REQUIRED ACTION: What is needed is an exact repeat of the lines from the line containing "The component shall locate the wooden table" through the final line of the entries below, and nothing else.

(Natural-language object grounding data)
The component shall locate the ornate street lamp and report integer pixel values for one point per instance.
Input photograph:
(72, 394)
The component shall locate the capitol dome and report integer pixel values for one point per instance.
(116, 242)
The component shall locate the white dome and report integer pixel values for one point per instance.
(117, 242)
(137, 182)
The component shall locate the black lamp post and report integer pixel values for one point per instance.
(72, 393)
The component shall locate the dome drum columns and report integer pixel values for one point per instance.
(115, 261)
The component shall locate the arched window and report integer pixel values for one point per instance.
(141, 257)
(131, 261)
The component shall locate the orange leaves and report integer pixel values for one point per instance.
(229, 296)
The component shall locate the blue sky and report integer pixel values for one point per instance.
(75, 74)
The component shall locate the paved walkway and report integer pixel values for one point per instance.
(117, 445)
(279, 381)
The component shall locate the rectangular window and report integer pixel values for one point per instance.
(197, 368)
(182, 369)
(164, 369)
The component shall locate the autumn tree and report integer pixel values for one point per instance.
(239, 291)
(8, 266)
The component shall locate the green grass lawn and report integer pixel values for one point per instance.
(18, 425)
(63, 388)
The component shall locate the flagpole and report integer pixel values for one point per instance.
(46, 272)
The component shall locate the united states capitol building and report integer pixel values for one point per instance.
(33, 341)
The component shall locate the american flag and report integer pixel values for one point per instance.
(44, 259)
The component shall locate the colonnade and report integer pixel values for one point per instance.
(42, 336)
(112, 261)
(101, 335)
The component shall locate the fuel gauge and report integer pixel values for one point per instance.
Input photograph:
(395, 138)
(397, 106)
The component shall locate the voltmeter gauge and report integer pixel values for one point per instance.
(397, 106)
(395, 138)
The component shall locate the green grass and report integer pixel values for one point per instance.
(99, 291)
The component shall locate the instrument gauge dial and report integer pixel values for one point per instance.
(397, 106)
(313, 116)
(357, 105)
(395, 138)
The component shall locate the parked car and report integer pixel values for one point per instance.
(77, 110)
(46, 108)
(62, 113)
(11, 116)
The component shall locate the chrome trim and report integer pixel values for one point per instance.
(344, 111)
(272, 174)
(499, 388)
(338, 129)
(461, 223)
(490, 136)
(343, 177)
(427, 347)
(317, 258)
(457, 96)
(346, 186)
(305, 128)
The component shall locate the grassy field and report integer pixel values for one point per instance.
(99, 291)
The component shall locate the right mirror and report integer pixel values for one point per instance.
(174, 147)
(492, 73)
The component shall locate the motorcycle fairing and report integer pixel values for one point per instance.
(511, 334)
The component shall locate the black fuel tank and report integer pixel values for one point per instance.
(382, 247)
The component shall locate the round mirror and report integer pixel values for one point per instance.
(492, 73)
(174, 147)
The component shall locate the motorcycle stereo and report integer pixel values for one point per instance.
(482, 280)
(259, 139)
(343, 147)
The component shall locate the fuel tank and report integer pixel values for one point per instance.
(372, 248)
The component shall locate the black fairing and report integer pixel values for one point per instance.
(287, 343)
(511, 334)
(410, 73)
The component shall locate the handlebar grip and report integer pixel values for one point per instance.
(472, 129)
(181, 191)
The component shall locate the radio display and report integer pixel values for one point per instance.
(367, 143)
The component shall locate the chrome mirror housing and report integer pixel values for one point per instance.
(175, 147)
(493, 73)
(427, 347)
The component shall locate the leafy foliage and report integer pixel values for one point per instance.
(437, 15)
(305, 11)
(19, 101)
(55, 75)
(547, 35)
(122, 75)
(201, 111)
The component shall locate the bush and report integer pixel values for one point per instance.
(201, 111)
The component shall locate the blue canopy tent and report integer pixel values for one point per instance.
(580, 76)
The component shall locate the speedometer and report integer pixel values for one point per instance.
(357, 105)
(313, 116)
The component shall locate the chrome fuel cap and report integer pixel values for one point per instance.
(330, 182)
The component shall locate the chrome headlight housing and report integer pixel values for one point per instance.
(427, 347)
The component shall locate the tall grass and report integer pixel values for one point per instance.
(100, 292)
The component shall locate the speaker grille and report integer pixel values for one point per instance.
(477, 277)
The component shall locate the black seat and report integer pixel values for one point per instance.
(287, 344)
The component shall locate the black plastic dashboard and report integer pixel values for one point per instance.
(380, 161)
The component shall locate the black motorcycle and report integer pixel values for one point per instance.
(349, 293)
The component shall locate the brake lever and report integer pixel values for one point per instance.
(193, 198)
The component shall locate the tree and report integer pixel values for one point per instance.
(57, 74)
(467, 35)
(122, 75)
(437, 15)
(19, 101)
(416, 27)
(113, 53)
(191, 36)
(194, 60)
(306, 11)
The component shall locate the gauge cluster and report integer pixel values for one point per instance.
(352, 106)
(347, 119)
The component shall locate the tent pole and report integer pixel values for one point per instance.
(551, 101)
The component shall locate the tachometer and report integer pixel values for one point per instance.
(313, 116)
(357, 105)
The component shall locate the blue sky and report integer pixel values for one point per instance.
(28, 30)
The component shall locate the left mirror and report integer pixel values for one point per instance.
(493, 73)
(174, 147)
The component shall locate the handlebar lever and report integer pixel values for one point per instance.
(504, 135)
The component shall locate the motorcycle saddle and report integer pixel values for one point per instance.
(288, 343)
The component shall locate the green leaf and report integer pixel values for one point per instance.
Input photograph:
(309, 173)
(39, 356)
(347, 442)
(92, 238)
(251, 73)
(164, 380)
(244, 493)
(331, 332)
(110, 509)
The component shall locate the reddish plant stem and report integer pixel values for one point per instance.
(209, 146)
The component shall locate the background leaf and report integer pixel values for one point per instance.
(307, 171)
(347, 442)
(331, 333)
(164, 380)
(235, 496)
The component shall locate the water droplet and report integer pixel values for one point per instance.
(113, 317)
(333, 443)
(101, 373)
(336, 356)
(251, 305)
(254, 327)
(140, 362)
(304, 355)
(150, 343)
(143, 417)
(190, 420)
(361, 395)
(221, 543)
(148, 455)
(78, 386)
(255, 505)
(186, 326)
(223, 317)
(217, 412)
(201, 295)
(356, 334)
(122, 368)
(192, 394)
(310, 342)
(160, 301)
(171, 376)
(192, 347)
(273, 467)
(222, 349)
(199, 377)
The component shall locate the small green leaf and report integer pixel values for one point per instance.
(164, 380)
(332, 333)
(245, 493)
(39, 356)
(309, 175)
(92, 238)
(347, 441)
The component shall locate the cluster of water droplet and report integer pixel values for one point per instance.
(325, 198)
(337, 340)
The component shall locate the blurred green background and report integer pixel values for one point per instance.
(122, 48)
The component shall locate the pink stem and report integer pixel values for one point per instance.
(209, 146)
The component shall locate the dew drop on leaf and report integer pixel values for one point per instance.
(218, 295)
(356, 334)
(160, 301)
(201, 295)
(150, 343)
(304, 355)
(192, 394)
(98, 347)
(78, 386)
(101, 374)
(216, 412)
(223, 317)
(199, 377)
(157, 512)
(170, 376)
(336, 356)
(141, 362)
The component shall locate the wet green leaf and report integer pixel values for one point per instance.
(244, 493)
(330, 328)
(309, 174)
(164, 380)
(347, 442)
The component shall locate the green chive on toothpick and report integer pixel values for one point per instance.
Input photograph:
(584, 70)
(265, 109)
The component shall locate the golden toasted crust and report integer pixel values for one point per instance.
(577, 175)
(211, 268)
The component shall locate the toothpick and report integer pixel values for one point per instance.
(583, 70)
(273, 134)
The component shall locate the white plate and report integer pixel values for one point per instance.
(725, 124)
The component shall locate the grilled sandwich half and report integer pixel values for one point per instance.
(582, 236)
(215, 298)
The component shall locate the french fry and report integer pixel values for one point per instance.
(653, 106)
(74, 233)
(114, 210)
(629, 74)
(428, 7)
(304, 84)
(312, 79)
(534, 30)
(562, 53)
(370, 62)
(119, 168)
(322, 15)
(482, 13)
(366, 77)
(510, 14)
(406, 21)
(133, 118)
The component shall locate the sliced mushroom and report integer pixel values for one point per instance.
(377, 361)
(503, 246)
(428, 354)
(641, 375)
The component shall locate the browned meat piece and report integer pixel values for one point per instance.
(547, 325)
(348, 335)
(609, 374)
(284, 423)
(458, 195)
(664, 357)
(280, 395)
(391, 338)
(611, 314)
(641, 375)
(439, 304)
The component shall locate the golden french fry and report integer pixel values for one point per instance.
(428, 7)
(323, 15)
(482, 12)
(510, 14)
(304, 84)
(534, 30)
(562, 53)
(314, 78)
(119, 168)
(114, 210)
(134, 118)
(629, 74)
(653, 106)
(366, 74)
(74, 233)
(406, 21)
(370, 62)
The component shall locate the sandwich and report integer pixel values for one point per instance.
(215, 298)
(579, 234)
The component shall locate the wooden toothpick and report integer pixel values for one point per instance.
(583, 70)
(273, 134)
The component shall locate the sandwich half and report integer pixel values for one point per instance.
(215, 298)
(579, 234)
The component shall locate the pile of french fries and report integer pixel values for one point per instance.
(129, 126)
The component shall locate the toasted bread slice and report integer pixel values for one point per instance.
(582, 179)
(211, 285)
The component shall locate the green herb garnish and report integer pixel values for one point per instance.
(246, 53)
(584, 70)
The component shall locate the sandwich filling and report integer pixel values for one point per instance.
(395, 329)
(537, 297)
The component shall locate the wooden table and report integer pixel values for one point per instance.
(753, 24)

ANSWER:
The component shall locate the wooden table and report integer pixel values for one point per instance.
(753, 24)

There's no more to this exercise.